**Fragmento de texto:**
▬▬▬
(Publicado en Diario16 el 23 de abril de 2020)
Y en medio de la peste que llena los hospitales de muertos, Rodrigo Rato rompe el confinamiento carcelario en Soto del Real y sale a la calle con el tercer grado. Es España un país benévolo con aquellos que le arrebatan su escasa riqueza. La junta de tratamiento del centro penitenciario madrileño ha propuesto conceder la situación de “semilibertad” al en otro tiempo todopoderoso ex vicepresidente del Gobierno, gerente del Fondo Monetario Internacional, ex presidente de Bankia y otros diplomas de los que sacó fama, fortuna y tajada.
Rato, de 70 años, ingresó en la prisión madrileña a finales de octubre de 2018 para cumplir cuatro años y medio por el caso de las “tarjetas black” y hasta la fecha era el único de los quince compinches condenados que continuaba en el régimen penitenciario ordinario. Antes de entrar en la cárcel, mochila en mano y cabizbajo, el monstruo de las finanzas pidió indulgencia a los españoles. “Acepto mis obligaciones con la sociedad y asumo los errores que haya cometido. Pido perdón a la sociedad y a aquellas personas que se hayan podido sentir decepcionadas”, dijo flemáticamente ante los periodistas a las puertas de Soto del Real.
Ahora ese perdón parece haberle llegado por fin, no de la mano de los ciudadanos que fueron saqueados y que no olvidan todo el desfalco, todo el agujero a las arcas públicas y todo el dinero esquilmado, sino de la Justicia española, que además de ciega tiene muy mala memoria. La señora de la espada, la balanza y la venda en los ojos es una diosa que se hace la estrecha y la dura con el delincuente robagallinas pero que se pone en plan facilona con los galanes del dinero y sus grandes despachos de abogados.
Rato es un personaje de aquel pasado prehistórico, un superviviente del sucio mundo capitalista que se ha derrumbado estrepitosamente como un castillo de naipes, un viejo conocido de la Justicia española que hoy nos parece tan antediluviano como Matusalén. Decía Hegel que la historia universal es el progreso de la conciencia de la libertad y eso es precisamente lo que nos está enseñando este maldito virus carcelero que nos tiene secuestrados: que debemos amar nuestra libertad más que ninguna otra cosa en la vida, que debemos progresar para no destruirnos como especie, que debemos dejar atrás los rancios vicios y costumbres del pasado (también el trincamiento a manos llenas que practicaron políticos como Rato). Y sobre todo que debemos empezar a pensar en lo humano, en lo realmente importante, en valores como la salud, la solidaridad, el cuidado del planeta y el Estado de Bienestar.
▬▬▬
**Registros:**
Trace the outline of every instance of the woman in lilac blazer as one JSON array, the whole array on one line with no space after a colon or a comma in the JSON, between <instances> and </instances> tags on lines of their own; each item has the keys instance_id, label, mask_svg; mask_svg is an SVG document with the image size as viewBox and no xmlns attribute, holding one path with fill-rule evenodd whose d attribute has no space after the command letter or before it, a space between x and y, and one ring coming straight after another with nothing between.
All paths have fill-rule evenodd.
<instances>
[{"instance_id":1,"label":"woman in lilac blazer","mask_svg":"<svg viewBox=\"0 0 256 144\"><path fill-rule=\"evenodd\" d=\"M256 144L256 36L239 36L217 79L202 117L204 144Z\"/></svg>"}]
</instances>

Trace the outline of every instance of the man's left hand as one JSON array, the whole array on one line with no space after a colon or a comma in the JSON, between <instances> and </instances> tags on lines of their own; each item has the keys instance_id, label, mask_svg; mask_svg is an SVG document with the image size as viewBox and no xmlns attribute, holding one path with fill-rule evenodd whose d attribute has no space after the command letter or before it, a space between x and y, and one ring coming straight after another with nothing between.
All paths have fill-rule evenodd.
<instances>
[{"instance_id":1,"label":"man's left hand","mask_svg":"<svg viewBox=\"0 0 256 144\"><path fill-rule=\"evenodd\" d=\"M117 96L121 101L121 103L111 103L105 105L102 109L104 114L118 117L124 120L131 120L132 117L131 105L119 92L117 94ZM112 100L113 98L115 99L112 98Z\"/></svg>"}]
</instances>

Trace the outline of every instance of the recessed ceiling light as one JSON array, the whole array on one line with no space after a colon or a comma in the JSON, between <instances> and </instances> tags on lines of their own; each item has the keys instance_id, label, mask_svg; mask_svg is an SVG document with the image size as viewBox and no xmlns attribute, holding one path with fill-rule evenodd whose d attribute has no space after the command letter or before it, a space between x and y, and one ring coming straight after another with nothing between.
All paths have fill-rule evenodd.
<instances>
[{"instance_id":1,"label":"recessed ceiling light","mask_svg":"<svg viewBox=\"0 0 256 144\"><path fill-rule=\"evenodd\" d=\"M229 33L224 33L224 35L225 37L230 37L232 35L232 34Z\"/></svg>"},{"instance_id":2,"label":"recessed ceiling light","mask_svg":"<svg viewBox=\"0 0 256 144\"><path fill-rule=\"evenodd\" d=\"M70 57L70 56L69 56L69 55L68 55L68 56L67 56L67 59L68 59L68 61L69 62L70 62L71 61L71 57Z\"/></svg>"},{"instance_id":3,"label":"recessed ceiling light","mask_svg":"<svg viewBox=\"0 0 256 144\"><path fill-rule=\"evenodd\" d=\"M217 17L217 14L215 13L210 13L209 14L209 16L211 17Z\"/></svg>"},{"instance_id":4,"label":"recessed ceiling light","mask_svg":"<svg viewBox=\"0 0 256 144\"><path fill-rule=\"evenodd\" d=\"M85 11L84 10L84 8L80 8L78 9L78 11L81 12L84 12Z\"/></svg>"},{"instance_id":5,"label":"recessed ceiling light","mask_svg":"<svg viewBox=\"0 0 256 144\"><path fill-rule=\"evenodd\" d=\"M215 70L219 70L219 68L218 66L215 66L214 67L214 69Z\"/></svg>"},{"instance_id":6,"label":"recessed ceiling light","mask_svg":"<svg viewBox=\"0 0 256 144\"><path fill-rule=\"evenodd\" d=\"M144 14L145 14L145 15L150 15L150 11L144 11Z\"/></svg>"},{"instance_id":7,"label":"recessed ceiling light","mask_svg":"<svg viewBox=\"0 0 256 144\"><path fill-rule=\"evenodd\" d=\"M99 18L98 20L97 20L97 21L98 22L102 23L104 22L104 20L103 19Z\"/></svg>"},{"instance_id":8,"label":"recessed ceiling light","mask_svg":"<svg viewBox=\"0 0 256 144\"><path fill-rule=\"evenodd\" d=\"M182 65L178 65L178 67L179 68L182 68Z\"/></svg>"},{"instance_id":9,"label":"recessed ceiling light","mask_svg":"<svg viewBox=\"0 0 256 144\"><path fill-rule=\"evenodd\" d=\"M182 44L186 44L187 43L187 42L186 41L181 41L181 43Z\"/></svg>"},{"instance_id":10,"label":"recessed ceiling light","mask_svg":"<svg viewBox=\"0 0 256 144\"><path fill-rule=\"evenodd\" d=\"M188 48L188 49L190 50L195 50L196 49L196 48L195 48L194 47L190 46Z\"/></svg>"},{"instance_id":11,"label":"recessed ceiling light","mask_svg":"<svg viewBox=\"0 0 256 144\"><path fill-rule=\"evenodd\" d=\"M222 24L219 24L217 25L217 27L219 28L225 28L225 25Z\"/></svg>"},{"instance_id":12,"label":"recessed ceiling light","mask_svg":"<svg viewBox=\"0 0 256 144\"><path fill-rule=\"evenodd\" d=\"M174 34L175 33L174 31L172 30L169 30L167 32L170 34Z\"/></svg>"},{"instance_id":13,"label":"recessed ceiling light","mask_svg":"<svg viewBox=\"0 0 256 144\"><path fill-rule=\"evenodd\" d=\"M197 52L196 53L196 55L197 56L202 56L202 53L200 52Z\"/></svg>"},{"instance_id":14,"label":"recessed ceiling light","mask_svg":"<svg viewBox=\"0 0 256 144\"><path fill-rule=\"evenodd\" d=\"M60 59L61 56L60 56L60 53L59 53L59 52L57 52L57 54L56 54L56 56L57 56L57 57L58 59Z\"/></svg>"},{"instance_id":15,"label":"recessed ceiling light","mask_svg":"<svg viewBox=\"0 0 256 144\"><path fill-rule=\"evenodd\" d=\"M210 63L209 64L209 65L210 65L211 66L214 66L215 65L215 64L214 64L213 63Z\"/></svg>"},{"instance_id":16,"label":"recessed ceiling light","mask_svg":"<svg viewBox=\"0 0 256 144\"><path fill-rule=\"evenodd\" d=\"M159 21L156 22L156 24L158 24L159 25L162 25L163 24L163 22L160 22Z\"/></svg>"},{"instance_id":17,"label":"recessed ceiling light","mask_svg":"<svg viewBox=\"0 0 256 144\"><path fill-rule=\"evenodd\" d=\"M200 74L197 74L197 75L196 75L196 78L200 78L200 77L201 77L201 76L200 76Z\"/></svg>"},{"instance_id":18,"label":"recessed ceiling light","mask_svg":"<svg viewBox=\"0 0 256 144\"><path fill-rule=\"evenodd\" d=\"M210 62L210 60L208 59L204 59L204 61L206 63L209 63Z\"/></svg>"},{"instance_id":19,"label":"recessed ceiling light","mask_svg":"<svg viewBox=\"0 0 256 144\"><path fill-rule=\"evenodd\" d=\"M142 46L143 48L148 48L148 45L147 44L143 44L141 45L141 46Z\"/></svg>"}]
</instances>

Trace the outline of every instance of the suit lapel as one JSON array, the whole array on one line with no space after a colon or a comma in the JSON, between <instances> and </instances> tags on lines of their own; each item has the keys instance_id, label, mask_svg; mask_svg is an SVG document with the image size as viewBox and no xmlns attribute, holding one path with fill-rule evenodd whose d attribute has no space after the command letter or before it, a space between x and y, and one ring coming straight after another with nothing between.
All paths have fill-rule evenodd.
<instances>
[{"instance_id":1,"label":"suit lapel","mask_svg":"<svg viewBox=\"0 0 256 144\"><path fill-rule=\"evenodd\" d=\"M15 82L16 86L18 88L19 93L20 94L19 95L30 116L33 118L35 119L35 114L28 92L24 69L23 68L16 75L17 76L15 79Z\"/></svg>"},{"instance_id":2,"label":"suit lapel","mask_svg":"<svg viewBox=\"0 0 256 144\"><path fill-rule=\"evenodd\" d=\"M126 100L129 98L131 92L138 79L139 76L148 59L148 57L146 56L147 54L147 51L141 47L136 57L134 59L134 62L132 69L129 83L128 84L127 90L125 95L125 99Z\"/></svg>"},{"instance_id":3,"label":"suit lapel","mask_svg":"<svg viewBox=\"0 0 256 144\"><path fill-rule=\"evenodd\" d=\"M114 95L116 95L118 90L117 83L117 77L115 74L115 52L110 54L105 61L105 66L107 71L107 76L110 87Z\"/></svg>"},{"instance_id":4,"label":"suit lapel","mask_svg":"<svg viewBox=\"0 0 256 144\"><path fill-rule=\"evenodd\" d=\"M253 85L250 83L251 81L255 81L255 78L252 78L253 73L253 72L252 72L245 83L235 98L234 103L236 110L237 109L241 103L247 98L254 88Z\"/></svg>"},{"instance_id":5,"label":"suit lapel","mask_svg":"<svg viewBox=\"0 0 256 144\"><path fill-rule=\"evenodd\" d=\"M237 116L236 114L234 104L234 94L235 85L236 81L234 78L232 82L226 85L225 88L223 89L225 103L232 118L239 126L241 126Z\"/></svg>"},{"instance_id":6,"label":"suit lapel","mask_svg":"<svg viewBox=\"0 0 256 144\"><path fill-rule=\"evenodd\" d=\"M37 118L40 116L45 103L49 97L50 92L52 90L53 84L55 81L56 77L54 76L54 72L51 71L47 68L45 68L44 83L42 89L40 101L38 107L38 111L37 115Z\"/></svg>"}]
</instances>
▬▬▬
**Tarea a realizar:**
Responde a las siguientes preguntas con datos del artículo sobre Rodrigo Rato.
1. ¿En qué fecha se publicó el artículo en Diario16?
2. ¿Cuánto tiempo de condena ingresó Rato a cumplir en Soto del Real y por qué caso?
3. Según Hegel, ¿qué es la historia universal?

**Solución del problema:**
1. El 23 de abril de 2020.
2. Cuatro años y medio, por el caso de las "tarjetas black".
3. El progreso de la conciencia de la libertad.